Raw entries
===============
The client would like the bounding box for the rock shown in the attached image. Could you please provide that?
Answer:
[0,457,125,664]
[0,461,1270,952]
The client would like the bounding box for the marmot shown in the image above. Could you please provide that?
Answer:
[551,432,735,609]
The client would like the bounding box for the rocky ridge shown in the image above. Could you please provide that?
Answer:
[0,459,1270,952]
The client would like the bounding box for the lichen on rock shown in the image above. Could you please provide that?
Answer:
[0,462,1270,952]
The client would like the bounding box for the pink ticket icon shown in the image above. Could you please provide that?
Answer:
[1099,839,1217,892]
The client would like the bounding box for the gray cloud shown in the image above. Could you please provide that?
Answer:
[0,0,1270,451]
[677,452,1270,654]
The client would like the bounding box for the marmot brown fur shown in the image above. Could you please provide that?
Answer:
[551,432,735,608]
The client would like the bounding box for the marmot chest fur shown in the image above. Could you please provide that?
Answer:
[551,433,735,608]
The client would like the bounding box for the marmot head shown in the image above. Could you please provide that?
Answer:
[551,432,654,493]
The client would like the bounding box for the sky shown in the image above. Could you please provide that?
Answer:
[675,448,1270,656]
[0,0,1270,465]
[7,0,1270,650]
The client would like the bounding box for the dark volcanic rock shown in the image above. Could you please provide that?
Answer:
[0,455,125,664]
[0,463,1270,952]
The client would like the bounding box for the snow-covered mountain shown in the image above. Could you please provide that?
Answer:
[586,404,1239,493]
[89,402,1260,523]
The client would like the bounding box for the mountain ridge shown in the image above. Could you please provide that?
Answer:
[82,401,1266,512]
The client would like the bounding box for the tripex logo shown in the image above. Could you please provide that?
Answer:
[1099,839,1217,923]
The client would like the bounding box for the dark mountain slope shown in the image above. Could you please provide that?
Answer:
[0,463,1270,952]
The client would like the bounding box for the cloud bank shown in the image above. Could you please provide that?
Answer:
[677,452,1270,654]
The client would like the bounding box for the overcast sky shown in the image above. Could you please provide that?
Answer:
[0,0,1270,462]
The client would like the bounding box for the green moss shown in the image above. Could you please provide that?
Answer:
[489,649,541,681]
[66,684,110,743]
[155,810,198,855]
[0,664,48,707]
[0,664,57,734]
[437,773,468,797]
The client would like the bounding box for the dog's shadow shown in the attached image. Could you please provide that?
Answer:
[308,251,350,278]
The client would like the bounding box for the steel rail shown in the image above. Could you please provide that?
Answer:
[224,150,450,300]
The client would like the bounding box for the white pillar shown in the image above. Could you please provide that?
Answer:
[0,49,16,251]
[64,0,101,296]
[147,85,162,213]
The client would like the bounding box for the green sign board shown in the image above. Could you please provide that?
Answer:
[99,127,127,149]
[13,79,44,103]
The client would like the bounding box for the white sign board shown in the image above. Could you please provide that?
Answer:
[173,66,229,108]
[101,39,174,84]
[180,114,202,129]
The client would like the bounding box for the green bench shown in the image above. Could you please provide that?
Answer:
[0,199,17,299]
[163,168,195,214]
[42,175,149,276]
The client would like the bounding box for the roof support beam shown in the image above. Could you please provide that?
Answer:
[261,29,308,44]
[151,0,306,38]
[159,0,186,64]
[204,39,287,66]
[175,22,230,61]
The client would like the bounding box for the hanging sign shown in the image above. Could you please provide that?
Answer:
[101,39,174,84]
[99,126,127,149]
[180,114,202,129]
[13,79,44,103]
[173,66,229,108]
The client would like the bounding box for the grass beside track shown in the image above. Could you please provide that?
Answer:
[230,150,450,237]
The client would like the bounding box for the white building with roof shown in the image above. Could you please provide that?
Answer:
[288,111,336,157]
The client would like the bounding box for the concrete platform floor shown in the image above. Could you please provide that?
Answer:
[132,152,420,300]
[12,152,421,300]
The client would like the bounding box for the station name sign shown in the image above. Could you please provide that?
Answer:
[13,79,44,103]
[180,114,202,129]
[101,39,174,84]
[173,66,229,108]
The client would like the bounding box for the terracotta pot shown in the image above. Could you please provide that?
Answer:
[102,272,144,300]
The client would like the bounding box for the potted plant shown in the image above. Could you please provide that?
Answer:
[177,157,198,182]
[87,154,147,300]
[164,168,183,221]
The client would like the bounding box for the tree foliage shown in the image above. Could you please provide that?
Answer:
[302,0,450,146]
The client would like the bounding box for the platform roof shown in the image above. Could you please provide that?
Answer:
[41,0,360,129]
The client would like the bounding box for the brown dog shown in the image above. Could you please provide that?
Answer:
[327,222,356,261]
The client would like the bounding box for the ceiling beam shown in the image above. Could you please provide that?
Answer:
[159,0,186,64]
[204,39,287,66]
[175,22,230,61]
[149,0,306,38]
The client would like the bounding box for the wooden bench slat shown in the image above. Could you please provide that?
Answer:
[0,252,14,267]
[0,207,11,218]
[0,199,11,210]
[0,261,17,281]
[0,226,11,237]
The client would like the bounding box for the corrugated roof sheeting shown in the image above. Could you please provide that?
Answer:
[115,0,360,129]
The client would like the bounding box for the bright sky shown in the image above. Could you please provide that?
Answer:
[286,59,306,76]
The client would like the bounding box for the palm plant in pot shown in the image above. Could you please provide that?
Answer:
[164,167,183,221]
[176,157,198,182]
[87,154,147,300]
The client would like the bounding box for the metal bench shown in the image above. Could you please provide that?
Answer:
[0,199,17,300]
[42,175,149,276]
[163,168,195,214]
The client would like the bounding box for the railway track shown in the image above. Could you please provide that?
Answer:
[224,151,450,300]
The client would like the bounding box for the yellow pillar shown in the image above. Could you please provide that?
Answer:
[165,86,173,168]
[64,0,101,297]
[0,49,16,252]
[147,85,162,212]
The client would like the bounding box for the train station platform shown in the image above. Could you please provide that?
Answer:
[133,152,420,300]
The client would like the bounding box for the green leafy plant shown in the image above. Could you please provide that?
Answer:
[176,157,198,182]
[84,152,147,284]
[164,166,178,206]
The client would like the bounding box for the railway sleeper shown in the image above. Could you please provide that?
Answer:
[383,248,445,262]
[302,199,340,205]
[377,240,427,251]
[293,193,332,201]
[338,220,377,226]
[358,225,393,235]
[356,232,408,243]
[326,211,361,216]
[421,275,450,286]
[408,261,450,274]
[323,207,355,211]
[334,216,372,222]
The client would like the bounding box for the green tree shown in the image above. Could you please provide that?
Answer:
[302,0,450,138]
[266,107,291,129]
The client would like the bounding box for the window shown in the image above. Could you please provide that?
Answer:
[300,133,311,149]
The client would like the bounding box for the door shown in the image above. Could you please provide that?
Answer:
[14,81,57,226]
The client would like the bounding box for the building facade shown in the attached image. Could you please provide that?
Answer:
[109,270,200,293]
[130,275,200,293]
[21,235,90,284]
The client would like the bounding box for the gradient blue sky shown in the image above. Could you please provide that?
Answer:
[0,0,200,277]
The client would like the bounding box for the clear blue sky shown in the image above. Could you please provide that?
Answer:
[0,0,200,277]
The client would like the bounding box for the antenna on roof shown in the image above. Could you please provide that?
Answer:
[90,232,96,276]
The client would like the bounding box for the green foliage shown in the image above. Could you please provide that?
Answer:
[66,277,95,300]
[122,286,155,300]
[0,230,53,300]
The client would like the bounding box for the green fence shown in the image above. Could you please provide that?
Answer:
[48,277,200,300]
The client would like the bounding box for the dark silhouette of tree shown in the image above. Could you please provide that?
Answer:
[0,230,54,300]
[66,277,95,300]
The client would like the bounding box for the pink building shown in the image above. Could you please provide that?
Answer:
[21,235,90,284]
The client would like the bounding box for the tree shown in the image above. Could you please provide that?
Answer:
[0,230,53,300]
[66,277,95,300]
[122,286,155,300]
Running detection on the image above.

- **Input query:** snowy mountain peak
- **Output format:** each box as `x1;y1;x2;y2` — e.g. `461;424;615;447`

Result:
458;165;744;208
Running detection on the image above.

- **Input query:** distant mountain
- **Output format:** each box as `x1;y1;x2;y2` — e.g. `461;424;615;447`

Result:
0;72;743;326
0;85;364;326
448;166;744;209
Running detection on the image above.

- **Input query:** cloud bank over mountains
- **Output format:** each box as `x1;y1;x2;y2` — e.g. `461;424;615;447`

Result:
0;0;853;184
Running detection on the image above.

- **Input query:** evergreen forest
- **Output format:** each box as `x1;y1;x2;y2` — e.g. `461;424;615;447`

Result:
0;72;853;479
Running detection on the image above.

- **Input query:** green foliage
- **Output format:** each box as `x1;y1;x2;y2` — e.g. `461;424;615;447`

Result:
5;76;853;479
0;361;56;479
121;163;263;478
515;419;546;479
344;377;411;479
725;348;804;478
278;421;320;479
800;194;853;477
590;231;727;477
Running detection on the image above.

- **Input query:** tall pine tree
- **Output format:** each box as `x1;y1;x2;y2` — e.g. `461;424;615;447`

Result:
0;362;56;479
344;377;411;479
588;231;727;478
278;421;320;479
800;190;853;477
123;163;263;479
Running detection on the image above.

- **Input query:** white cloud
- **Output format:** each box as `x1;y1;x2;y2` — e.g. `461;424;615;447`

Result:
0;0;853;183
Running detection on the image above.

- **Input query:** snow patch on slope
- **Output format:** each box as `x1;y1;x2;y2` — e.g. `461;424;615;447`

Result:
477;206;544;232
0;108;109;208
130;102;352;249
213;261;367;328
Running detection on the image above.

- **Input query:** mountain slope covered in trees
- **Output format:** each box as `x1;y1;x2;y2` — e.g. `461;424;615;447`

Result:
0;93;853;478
===============
» Directive
Arrange the lines of the entries above as a numbered list, starting at the line that contains "The client would like the bounding box for the metal" and ending at the line that contains "[266,107,291,129]", with both of those lines included and any blank lines left out.

» Completed exercise
1. The client would like the bounding box for the metal bench shown in the image above. Could you please provide that?
2. Answer:
3. [0,199,17,300]
4. [42,175,149,276]
5. [163,168,195,214]
6. The client would like the bounding box for the railway track shown in the image above. Could you please provide that?
7. Answer:
8. [224,151,450,300]
9. The client would like the bounding box for the yellow pillar shown in the image above. Could you please provide that?
10. Answer:
11. [165,86,173,168]
12. [64,0,101,297]
13. [0,49,16,252]
14. [147,85,162,212]
15. The client would like the bounding box for the train station platform shown in the image above. Could you please provide that?
16. Answer:
17. [133,152,420,300]
18. The client would like the bounding box for the green leafy plant shown in the image above. Could you please provide that?
19. Answer:
20. [176,157,198,182]
21. [84,152,147,284]
22. [164,166,178,206]
23. The client would like the bounding box for the railway sleeper shown in the image above. Could you please provide that?
24. Answer:
25. [383,248,445,262]
26. [302,199,340,205]
27. [377,240,427,251]
28. [293,193,332,201]
29. [338,220,377,226]
30. [358,225,393,235]
31. [356,232,408,243]
32. [326,211,361,216]
33. [421,275,450,286]
34. [408,261,450,274]
35. [323,207,355,211]
36. [334,216,372,222]
37. The client would like the bounding box for the green tree shown in the image above. Could you please provide that?
38. Answer:
39. [302,0,450,138]
40. [266,107,291,129]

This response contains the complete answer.